WHAT THE TASK ASKS — Give the number of lines in the records that include the word "coordinates", and nothing besides.

[Stored data entries]
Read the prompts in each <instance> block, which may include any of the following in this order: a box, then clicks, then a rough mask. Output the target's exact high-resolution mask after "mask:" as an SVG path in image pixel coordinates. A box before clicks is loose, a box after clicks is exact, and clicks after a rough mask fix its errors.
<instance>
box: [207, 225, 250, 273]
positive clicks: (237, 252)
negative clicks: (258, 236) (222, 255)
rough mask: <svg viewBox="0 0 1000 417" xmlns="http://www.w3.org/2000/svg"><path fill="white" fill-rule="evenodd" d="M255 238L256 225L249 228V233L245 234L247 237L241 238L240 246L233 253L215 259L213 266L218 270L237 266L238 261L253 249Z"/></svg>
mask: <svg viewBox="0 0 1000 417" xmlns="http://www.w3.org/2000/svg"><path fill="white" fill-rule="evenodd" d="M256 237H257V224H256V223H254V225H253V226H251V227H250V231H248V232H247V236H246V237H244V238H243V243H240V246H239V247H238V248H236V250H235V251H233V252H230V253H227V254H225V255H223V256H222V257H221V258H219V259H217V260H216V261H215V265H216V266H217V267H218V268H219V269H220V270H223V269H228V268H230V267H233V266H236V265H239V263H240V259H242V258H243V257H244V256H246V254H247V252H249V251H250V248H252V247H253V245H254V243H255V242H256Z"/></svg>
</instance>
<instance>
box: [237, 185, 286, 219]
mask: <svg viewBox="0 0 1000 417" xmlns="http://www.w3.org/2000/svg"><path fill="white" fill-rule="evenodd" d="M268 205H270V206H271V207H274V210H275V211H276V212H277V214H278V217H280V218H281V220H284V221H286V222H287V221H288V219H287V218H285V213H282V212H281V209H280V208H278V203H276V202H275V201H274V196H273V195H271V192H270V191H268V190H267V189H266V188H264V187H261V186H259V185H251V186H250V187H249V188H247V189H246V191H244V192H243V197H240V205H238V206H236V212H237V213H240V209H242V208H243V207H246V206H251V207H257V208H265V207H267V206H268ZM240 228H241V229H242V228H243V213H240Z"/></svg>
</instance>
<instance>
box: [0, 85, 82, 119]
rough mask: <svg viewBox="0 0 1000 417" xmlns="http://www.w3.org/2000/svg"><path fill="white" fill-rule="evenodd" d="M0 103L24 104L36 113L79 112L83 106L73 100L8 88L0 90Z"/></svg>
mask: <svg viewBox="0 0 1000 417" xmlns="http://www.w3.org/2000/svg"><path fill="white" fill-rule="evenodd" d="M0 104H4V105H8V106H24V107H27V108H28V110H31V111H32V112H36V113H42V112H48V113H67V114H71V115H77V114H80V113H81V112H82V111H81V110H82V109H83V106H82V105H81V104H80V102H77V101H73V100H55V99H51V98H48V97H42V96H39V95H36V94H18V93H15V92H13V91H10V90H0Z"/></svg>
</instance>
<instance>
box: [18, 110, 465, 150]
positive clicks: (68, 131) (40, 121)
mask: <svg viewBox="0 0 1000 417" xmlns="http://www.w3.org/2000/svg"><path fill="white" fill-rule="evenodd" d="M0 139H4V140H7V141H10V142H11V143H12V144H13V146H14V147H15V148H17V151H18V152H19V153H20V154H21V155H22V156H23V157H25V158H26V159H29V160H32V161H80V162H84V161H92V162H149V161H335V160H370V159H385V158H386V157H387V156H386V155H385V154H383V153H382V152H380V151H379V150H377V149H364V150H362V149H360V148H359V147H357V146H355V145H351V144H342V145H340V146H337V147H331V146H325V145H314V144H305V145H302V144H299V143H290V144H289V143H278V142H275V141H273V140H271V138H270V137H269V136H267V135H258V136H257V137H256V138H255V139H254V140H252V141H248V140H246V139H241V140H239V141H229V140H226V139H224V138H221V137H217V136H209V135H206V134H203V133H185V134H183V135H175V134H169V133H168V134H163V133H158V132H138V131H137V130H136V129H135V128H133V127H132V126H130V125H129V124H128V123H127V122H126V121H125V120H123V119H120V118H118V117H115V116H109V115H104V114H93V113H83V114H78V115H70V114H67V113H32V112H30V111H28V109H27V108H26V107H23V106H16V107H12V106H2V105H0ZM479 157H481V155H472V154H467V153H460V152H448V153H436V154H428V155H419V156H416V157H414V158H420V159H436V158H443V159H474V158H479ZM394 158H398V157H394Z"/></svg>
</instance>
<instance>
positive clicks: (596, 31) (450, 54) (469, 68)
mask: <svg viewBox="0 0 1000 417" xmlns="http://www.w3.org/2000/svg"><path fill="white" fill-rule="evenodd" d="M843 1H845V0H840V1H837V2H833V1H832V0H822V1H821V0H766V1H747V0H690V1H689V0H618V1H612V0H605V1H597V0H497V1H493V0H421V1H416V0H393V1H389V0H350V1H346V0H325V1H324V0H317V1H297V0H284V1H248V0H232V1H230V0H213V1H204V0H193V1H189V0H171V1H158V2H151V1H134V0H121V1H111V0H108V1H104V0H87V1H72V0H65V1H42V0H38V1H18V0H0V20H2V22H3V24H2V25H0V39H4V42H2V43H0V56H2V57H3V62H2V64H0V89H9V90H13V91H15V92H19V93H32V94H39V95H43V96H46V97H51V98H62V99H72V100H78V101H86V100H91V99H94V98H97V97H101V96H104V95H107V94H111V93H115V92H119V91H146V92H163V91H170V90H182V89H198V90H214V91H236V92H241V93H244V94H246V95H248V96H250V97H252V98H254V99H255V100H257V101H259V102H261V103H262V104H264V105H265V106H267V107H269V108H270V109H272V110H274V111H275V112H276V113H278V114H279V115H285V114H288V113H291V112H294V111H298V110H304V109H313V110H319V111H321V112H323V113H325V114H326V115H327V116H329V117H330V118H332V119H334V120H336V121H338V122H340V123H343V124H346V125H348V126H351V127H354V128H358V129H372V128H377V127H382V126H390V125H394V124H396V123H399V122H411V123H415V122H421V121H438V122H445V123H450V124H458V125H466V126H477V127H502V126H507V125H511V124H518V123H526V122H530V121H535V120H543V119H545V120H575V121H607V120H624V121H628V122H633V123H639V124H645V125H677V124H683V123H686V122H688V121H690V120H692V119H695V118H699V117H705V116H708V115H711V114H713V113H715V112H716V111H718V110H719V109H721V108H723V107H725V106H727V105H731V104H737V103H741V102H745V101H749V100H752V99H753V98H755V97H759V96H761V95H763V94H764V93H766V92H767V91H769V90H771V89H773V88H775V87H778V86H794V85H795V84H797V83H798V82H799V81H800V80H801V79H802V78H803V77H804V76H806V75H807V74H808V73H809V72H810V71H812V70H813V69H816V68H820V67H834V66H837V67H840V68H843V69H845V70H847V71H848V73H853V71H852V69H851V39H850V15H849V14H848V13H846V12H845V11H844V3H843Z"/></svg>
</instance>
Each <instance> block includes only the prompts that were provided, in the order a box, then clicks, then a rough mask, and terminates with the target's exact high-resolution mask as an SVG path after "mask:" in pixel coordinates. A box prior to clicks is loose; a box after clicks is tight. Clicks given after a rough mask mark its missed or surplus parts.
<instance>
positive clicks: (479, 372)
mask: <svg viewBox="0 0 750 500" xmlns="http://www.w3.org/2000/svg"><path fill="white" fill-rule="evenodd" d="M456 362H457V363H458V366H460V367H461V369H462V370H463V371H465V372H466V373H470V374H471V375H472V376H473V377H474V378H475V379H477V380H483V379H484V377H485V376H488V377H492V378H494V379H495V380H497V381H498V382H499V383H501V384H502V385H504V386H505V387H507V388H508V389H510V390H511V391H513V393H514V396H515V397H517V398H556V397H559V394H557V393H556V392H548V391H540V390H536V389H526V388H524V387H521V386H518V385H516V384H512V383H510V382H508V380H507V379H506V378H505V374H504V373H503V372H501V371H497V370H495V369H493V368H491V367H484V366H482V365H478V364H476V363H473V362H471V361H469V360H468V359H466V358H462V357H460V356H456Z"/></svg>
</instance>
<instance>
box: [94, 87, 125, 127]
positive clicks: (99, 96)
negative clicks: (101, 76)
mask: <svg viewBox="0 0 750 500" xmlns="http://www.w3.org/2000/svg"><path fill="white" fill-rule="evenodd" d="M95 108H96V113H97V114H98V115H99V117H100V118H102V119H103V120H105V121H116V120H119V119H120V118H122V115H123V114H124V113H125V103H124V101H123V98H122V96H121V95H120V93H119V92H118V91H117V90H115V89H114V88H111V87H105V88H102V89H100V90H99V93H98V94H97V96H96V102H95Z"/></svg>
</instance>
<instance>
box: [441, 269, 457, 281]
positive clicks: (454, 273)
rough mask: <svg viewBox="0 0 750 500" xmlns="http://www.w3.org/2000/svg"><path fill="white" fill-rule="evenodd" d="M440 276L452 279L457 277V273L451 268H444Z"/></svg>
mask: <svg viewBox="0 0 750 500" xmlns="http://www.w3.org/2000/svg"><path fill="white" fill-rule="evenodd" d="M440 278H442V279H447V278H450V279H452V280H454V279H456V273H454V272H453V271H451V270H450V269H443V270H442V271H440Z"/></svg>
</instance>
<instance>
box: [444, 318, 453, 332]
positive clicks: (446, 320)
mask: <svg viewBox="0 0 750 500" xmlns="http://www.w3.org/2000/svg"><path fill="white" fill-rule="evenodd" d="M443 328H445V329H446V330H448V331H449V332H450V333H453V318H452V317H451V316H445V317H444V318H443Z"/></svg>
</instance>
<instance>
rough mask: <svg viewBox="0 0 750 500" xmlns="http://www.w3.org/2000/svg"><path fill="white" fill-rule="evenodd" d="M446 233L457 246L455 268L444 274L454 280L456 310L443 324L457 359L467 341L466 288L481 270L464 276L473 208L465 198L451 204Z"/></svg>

FINAL ANSWER — 2